◆ GIVEN DATA ◆
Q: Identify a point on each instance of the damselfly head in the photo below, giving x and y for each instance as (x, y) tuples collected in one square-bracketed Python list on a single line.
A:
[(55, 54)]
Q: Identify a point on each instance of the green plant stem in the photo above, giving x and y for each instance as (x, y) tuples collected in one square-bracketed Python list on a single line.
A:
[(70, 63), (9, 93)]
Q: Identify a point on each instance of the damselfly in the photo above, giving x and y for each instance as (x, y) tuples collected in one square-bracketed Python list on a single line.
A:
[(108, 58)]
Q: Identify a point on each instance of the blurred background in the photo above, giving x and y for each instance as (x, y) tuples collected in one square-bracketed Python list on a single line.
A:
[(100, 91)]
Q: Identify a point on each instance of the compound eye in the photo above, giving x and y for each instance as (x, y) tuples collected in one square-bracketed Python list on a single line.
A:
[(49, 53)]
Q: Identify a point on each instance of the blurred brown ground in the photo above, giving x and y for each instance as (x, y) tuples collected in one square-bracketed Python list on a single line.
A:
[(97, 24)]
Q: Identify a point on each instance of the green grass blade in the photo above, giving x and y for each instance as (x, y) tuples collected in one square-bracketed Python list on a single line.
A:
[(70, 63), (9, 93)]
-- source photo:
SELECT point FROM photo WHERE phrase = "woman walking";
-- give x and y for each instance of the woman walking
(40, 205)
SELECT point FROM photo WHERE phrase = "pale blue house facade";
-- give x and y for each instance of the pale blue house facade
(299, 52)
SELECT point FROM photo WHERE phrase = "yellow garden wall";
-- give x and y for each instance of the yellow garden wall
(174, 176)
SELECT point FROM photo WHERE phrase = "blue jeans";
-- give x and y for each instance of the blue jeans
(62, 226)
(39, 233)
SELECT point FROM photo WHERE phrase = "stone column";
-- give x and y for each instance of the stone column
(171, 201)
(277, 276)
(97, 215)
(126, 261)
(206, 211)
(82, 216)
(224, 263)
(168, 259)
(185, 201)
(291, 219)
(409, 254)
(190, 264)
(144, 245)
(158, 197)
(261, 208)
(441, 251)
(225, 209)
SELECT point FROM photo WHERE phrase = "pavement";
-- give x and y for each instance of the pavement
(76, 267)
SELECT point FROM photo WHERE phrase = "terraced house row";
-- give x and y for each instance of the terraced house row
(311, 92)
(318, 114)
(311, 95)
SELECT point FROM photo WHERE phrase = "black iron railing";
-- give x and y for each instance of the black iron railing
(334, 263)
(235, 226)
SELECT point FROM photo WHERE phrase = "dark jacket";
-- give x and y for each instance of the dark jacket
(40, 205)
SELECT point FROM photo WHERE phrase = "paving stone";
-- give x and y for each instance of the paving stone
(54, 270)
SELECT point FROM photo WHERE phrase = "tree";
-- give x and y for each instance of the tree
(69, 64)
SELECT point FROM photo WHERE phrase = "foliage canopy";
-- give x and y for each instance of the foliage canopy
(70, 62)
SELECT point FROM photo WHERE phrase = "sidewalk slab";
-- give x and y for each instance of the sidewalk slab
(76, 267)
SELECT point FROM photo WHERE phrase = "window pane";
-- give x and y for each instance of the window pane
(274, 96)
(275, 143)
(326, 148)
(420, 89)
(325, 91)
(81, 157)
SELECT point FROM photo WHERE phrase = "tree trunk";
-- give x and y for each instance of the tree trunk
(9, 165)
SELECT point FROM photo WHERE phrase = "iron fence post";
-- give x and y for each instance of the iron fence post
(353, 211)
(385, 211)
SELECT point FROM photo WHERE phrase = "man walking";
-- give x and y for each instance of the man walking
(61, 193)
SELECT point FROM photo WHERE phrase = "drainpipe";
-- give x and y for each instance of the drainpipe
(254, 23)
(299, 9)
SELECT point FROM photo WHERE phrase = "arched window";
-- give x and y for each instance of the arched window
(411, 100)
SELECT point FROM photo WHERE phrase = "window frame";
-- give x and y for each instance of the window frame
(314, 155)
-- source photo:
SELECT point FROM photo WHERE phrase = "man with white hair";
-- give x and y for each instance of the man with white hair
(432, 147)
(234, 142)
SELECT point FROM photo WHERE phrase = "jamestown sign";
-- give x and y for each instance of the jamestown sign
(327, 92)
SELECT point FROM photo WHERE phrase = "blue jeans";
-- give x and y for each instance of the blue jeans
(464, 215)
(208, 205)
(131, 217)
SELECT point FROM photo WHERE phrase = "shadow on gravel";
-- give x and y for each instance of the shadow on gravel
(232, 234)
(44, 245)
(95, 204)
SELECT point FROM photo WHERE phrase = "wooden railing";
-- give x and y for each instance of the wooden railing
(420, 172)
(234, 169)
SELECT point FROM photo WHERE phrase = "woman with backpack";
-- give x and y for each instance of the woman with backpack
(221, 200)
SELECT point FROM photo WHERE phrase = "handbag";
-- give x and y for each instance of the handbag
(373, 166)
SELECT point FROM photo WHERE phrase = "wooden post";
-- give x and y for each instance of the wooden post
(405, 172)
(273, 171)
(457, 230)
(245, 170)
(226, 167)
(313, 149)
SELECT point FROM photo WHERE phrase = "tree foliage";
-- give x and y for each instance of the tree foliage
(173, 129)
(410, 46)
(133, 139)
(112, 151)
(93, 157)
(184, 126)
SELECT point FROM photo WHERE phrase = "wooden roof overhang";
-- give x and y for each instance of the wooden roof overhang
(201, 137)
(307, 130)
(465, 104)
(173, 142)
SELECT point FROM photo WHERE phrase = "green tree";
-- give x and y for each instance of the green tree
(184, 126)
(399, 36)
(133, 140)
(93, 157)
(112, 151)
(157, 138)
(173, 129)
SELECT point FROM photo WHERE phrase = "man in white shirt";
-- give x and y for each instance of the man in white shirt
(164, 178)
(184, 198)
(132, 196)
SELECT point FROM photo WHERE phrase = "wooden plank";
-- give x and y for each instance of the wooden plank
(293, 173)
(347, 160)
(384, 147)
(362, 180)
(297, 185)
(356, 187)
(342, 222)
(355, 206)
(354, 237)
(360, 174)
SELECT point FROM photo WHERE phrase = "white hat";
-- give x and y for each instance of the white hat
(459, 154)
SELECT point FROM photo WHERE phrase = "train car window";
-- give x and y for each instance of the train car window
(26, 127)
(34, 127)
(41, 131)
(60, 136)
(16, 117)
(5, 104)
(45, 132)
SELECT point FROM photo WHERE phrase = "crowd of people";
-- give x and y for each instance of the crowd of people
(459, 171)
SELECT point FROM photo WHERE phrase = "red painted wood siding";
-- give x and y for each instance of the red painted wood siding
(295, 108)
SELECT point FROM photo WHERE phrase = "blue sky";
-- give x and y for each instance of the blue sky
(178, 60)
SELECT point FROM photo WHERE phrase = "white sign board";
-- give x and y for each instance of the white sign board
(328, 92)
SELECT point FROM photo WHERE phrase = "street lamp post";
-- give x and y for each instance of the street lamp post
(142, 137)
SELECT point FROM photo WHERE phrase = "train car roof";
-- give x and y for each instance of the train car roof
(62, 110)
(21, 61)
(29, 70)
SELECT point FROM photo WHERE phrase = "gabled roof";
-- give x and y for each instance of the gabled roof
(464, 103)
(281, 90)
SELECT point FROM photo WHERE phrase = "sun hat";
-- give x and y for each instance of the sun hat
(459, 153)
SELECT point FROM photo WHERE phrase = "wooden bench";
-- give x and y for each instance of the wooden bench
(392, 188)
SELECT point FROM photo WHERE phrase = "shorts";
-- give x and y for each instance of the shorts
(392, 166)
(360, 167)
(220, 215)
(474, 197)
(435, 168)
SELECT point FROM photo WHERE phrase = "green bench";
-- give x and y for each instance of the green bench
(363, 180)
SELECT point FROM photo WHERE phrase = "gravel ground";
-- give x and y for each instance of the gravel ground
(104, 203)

◆ PROBLEM DESCRIPTION ◆
Scan the entries above and report the number of lines that contain the word "Identify", with no added text.

◆ REPLY ◆
7